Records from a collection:
————————

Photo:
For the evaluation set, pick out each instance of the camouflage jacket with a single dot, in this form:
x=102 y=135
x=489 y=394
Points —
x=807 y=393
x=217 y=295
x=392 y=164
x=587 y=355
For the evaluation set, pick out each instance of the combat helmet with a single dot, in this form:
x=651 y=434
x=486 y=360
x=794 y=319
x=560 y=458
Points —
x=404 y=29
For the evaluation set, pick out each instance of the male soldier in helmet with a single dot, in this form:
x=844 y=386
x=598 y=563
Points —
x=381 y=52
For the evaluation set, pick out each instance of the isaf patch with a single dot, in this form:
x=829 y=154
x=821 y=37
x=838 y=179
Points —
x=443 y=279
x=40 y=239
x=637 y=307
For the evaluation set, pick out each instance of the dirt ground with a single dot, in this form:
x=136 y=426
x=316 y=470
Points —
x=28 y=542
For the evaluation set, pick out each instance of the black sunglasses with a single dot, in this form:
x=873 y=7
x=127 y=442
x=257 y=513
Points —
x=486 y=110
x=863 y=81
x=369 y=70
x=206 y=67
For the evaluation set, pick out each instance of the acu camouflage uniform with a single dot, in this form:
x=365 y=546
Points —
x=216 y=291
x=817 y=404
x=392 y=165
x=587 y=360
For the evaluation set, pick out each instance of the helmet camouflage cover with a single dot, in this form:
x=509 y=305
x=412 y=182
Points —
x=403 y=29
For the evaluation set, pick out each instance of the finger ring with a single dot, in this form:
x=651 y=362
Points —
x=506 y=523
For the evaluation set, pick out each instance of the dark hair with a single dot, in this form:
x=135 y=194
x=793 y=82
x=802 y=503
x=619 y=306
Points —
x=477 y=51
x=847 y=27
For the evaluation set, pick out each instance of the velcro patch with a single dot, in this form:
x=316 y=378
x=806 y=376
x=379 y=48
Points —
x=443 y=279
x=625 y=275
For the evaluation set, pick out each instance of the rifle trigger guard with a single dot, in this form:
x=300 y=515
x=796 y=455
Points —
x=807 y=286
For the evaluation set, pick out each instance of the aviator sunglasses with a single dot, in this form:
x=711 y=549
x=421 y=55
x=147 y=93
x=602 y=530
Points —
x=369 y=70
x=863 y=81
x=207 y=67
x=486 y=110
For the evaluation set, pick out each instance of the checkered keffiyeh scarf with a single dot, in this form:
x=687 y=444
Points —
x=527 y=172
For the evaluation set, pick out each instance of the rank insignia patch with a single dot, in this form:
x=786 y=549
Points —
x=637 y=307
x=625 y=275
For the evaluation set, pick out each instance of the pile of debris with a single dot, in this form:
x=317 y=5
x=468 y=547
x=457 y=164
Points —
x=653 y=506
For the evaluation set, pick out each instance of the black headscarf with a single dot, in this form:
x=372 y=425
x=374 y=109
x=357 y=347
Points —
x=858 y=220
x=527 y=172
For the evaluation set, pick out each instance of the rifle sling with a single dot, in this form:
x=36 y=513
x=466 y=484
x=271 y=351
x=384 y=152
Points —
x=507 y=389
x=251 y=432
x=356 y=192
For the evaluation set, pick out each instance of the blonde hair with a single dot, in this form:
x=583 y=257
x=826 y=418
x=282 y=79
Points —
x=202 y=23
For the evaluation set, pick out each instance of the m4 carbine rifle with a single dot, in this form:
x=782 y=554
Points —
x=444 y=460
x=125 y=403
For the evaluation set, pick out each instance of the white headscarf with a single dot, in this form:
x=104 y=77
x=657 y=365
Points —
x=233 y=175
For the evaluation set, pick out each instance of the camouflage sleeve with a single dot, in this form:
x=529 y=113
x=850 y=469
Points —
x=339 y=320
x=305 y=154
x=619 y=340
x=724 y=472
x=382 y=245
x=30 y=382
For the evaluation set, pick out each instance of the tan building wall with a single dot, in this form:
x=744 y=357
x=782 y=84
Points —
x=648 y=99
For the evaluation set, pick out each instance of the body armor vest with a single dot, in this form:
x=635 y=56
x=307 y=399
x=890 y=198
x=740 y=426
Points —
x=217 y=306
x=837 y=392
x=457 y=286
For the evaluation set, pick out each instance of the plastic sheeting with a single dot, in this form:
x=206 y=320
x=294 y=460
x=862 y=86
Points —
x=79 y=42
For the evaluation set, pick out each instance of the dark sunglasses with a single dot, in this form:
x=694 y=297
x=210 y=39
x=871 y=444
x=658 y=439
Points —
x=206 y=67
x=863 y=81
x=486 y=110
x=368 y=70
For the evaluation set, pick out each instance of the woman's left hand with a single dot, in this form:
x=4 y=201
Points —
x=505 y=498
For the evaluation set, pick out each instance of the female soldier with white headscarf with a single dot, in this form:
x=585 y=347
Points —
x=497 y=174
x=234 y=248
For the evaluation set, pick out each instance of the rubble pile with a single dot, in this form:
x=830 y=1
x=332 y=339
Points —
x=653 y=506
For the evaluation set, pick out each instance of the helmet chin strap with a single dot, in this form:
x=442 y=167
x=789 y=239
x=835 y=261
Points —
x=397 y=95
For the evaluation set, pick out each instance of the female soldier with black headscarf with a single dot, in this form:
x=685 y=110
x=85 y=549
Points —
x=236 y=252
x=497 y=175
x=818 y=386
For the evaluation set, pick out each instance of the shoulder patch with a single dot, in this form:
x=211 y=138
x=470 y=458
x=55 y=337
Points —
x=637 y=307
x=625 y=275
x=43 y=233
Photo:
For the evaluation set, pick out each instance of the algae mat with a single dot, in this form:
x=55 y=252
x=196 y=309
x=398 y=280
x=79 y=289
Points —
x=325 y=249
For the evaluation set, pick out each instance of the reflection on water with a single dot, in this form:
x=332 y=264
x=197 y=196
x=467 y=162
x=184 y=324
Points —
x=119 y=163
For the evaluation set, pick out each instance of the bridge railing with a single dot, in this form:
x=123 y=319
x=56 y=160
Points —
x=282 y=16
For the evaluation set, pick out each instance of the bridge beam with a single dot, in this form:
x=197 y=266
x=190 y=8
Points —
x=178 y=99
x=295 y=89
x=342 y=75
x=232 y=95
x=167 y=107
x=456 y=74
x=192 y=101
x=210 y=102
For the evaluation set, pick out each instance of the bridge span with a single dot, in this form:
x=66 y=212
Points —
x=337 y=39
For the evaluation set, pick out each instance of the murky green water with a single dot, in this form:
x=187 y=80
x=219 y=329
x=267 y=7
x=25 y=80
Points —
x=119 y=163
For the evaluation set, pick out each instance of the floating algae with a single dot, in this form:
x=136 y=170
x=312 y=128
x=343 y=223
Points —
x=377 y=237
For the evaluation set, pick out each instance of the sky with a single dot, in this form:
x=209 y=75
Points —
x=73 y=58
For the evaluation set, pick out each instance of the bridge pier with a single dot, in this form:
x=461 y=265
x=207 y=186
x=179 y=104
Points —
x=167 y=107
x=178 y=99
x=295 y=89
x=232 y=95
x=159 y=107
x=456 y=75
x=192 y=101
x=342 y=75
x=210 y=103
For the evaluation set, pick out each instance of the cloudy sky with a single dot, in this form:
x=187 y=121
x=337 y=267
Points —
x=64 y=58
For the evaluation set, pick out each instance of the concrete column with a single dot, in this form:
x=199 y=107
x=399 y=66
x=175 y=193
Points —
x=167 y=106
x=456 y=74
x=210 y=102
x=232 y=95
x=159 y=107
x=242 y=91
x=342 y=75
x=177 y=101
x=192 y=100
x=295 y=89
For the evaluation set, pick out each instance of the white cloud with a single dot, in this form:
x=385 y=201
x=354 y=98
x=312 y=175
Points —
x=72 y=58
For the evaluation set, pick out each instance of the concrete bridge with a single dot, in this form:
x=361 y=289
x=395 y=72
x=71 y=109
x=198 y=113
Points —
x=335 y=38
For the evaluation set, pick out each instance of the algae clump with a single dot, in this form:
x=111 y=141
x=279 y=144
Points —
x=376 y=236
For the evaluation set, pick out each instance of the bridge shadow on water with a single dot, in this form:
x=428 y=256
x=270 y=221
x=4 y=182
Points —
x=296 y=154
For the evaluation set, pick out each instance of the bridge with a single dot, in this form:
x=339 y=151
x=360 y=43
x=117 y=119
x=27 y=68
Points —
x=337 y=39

————————

#### Problem to work on
Pull out the lines that begin at the one containing "the helmet camouflage" and end after the one containing "x=506 y=523". Copy each of them unchanged, including both end lines.

#### Solution to the exercise
For the evaluation set, pick out each instance of the helmet camouflage cover with a single dot, in this form:
x=509 y=305
x=412 y=182
Points —
x=403 y=29
For the evaluation set, pick out each instance of the finger ring with a single dot, in this form:
x=651 y=362
Points —
x=506 y=523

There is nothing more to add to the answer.